• **TASK INSTRUCTIONS**
Your job is to report every line of the entries that has "grain".

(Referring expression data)
════

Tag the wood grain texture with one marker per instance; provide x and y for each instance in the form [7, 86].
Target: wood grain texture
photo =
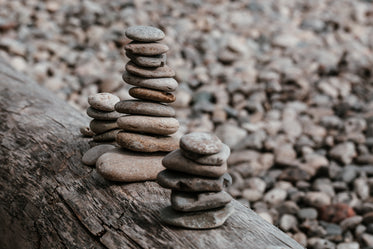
[49, 199]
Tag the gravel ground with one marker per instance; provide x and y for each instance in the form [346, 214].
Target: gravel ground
[287, 84]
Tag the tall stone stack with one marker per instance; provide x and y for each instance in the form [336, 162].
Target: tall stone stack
[196, 174]
[148, 125]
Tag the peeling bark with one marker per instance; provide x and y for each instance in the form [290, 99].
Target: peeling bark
[49, 199]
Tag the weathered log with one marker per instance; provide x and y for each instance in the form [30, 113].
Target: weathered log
[49, 199]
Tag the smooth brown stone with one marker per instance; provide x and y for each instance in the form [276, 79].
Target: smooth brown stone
[127, 166]
[161, 84]
[191, 183]
[153, 95]
[91, 155]
[176, 161]
[148, 124]
[106, 137]
[144, 108]
[197, 220]
[148, 61]
[103, 101]
[146, 49]
[144, 33]
[212, 159]
[101, 115]
[201, 143]
[101, 126]
[150, 72]
[147, 143]
[189, 202]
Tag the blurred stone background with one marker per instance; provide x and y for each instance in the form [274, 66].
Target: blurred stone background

════

• **TASK RESPONSE**
Tag the wood grain texture with one marker per instance; provide x and y for each instance in the form [7, 86].
Target: wood grain texture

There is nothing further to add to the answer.